- [WHAT THIS TASK INVOLVES]:
Find the word "grass" in the records below. List each line containing it.

*** INPUT MATERIAL Section Begins ***

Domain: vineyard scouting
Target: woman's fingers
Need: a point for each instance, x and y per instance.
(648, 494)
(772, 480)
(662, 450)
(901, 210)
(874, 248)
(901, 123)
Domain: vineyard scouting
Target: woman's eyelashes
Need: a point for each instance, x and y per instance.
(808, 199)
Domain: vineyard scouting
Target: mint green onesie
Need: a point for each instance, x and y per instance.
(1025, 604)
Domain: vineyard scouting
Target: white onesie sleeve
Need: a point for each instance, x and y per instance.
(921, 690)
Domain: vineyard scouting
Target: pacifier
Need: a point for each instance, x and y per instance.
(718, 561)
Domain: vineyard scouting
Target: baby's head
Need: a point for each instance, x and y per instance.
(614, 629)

*** INPUT MATERIAL Section Ends ***
*** INPUT MATERIAL Section Begins ***

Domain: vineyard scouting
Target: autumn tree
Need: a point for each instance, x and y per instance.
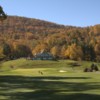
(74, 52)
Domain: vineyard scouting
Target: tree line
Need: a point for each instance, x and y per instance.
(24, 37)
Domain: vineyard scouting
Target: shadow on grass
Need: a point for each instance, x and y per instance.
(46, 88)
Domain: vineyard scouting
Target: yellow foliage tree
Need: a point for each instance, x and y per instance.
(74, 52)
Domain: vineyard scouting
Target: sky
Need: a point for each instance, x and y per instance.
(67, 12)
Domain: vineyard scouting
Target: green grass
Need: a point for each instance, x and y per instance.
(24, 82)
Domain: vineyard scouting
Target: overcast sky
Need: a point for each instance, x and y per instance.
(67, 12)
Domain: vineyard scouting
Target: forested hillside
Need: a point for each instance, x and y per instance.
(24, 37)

*** INPUT MATERIAL Section Ends ***

- [THE ANSWER]:
Target: shadow on grass
Target: green grass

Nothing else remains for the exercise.